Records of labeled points
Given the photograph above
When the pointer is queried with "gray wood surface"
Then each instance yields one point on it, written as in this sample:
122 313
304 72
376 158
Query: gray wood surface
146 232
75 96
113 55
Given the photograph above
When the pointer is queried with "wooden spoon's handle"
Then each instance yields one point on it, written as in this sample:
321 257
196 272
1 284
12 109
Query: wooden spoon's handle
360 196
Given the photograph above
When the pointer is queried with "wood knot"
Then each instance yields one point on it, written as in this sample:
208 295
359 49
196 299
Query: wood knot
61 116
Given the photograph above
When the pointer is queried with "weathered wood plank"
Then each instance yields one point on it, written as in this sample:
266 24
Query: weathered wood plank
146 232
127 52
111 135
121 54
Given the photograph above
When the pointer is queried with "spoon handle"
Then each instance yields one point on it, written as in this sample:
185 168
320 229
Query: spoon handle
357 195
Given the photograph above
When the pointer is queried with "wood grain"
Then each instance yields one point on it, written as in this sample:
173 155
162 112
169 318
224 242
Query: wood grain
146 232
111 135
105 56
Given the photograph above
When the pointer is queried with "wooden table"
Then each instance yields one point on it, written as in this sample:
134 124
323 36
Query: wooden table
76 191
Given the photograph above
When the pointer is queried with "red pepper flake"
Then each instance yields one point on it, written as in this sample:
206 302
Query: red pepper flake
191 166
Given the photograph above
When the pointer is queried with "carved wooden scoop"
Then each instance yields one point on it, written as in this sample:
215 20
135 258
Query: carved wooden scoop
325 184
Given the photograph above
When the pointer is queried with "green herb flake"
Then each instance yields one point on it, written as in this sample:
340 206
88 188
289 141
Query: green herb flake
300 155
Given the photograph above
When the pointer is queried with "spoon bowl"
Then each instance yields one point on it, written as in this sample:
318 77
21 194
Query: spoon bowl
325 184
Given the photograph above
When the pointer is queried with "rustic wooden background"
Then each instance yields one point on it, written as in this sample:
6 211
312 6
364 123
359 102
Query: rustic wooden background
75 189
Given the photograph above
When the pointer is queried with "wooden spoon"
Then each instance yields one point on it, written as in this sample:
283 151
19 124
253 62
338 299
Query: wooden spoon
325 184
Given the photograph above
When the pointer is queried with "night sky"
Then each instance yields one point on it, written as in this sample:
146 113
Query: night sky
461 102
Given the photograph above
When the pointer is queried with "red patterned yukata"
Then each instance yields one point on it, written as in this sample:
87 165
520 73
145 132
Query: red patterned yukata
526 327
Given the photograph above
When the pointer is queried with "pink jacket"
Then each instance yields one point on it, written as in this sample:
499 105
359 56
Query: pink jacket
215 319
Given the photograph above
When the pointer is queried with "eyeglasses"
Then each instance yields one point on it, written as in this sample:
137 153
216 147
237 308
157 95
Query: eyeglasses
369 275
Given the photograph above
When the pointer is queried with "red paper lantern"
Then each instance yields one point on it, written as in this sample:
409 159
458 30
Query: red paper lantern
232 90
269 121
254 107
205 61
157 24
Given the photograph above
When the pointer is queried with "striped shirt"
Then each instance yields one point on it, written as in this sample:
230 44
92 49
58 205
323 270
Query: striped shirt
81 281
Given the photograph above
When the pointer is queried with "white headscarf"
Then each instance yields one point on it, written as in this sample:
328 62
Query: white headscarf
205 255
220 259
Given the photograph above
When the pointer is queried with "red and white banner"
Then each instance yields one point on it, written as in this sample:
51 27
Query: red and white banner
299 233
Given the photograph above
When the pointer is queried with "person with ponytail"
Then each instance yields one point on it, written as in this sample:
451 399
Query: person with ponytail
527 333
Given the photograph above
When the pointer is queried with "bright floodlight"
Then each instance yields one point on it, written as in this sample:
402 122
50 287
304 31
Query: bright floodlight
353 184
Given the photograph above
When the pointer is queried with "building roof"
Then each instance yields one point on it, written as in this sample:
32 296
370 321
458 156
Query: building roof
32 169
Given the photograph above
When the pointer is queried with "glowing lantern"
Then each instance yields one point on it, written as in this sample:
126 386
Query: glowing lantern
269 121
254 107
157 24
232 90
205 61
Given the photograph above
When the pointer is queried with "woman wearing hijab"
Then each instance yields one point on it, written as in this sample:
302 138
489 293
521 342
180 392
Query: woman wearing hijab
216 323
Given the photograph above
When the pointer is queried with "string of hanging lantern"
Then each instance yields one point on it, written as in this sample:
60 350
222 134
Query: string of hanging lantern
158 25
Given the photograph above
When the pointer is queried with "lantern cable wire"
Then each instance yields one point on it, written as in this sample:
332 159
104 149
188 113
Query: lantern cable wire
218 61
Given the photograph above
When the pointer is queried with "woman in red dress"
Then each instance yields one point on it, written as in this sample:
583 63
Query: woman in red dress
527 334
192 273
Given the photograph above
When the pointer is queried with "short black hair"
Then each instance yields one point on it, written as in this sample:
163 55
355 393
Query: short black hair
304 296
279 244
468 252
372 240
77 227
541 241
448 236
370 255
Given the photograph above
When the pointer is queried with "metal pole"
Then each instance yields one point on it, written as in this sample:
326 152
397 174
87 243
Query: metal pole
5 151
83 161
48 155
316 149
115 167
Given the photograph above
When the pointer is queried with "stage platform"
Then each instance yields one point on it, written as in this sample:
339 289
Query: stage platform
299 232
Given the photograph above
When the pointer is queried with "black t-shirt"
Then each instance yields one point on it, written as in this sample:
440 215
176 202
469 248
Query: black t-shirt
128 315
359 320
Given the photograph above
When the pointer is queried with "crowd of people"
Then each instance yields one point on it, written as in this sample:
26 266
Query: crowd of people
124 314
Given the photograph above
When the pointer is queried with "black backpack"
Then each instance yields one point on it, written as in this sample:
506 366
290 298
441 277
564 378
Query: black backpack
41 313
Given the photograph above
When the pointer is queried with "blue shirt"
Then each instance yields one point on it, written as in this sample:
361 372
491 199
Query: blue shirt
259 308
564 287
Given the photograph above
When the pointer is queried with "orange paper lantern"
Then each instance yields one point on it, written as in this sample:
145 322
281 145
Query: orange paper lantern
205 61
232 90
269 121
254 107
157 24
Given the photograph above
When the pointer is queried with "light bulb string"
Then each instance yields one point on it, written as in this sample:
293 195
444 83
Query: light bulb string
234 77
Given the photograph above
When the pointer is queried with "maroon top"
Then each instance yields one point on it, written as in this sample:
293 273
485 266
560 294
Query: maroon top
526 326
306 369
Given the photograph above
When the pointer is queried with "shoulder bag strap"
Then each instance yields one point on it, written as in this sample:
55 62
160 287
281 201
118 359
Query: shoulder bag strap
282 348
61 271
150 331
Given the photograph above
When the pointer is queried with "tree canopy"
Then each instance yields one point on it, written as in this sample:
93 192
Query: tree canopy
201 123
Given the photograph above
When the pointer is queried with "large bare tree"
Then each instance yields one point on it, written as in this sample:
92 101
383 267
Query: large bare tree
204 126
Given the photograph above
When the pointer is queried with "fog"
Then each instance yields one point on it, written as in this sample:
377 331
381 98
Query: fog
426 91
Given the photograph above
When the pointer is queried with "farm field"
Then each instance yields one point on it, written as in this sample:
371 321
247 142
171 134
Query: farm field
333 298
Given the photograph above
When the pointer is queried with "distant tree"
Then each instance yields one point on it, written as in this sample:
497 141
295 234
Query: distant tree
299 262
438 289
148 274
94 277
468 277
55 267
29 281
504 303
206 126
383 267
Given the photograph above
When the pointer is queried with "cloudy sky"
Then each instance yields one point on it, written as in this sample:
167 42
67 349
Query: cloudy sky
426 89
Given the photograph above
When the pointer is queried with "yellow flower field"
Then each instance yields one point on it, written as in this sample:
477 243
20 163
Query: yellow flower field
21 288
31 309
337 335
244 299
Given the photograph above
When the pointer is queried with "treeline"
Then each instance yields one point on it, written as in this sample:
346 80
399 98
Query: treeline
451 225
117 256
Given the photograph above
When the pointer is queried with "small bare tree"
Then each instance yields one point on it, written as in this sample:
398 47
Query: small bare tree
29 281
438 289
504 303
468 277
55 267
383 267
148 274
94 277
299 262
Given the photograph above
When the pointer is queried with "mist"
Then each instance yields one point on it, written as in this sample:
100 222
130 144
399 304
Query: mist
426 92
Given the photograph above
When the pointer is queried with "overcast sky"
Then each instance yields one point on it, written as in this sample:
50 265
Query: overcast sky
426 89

◆ **Task to carry out**
Which lines in the items above contain the string "handle", with case counting? Report each of those lines in full.

◆ **Solution below**
When the pointer is queried with "wooden spoon's handle"
Query: wooden spoon's handle
When the pointer is queried with "spoon handle"
Query: spoon handle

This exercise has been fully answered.